### Document segment:

# DIY Co2 reactor for fx5.



## Alastair (30 Sep 2011)

Hi all,
Next week I'm going to be attempting to make an inline co2 reactor for one of the fx5s on my tank, as with running my diffuser into the intake is causing some burping and co2 seems to fluctuate. I'm going to be making one almost identical to jims in this thread viewtopic.php?f=35&t=17836, but obviously with 1 inch hose barbs with 1 inch screw threads so as not to reduce flow anymore than what the reactor may cause. 

A couple of questions before I start shopping for the bits online, 

With the flow being high in the fx5s, what would people suggest be the ideal length for the main reactor tube, and would a standard 2 inch width be ok or should it be a little wider? 

Anyone with plumbing knowledge too, the end pieces, am I able to get with standard 1inch screw threads so my hose barbs can just screw straight in? 

I've never attempted anything like this before and haven't heard of anyone making one for an fx5 but thought Sod it I'll  be the first.


----------



## Alastair (30 Sep 2011)

If not, any one with experience would it be ok to get a 2 inch to 1 inch pipe reducer and cement the hose barb into it?

### Data entries:
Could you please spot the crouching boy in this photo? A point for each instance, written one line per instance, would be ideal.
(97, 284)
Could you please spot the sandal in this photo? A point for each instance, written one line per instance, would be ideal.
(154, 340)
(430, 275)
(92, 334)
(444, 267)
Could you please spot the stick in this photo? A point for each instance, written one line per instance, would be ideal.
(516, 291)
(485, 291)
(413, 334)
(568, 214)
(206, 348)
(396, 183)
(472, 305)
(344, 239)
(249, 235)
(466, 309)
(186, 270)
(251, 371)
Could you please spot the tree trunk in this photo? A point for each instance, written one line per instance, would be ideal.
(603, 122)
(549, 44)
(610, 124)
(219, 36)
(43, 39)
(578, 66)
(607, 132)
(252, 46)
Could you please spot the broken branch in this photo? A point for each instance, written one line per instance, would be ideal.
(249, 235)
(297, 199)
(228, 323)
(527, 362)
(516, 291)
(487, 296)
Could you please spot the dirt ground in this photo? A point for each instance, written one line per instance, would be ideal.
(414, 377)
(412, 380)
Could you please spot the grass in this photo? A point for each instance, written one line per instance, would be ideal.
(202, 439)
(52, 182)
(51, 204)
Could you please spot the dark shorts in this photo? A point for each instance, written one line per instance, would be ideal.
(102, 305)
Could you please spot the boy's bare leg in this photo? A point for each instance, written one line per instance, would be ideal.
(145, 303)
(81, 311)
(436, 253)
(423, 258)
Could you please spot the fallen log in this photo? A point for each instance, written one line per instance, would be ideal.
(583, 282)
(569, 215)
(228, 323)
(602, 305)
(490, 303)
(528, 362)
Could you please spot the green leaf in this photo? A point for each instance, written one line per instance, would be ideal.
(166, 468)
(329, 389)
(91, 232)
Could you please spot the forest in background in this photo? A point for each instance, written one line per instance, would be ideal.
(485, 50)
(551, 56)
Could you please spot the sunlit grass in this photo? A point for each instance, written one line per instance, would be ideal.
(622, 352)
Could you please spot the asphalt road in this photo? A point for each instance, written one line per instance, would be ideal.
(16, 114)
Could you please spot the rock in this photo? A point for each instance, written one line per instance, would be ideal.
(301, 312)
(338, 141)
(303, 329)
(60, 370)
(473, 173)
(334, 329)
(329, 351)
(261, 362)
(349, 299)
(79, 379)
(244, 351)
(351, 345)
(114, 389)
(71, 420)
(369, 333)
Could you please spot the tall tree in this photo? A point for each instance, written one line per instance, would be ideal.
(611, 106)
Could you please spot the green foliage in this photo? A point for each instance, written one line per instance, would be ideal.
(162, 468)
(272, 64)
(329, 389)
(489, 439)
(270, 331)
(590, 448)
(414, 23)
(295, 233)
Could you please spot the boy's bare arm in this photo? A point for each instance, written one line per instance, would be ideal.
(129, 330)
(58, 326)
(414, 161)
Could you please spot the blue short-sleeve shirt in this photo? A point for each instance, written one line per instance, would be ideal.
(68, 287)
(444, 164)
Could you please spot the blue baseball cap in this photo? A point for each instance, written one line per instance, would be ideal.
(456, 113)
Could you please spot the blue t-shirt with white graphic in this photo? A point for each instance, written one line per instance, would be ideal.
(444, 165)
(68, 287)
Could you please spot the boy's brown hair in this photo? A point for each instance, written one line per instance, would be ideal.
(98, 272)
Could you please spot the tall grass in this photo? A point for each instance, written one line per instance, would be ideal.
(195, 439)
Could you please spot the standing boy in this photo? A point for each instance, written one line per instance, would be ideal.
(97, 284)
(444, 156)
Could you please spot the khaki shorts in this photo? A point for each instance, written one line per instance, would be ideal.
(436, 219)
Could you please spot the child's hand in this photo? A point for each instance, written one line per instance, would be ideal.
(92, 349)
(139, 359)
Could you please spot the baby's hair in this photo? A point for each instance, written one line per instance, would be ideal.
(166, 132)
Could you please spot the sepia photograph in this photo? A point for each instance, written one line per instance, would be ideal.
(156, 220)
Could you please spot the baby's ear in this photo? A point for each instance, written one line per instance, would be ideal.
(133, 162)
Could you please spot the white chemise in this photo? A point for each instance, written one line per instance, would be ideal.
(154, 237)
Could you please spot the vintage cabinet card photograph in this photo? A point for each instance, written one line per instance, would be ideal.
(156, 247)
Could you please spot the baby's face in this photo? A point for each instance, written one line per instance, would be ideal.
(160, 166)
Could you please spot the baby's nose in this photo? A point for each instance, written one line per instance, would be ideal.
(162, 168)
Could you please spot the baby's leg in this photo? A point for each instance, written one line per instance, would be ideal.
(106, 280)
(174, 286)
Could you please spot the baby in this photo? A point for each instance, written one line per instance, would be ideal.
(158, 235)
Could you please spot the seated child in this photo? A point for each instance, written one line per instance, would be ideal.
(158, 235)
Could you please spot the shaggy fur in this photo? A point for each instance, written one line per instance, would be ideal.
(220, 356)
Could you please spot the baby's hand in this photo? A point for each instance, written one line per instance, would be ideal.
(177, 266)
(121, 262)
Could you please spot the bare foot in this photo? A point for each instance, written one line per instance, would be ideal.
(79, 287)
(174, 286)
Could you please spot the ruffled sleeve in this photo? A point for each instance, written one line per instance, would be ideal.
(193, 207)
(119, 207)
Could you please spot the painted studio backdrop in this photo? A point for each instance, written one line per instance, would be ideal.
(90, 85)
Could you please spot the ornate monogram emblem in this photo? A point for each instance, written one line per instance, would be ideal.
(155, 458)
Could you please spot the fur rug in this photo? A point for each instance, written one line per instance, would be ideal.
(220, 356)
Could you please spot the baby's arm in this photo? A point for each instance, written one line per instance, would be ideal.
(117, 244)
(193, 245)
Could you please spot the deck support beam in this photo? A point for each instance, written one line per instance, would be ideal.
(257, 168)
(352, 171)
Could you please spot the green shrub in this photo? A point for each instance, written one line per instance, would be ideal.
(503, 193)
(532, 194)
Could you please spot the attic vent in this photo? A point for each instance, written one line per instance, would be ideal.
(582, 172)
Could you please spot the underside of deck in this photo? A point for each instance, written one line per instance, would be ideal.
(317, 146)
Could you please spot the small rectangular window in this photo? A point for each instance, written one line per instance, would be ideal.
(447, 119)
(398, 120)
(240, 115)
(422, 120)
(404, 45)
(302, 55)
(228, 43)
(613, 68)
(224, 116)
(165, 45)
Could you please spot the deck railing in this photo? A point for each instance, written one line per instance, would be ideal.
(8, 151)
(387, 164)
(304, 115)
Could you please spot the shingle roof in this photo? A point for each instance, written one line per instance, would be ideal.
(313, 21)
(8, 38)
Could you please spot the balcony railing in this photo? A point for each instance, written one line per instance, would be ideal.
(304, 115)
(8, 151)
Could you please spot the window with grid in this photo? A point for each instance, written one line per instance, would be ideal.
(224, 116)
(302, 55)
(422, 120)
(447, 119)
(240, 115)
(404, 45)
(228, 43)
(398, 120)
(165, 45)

### Instructions:
1. Answer these about the CO2 reactor thread:
(a) What has running the diffuser into the intake been causing?
(b) What width for the main reactor tube is called standard?
(c) What pipe part does the second post suggest cementing the hose barb into?
2. Pick up the CO2 reactor thread after its final sentence and keep writing it.
The items have no connection to the CO2 reactor thread.

### The results:
1.
(a) Some burping, and the CO2 seems to fluctuate.
(b) 2 inches.
(c) A 2 inch to 1 inch pipe reducer.

2.
----------



## Ed Seeley (9 Oct 2011)

Alastair said:
			
		

> With the flow being high in the fx5s, what would people suggest be the ideal length for the main reactor tube, and would a standard 2 inch width be ok or should it be a little wider?



That should be fine but the longer and wider the better in most ways.



			
				Alastair said:
			
		

> Anyone with plumbing knowledge too, the end pieces, am I able to get with standard 1inch screw threads so my hose barbs can just screw straight in?



Get female glue socket to threaded female fitting and then you need a threaded reducer fitting.

Can't remember if these are the same questions you asked me by PM but doesn't hurt to say again!!!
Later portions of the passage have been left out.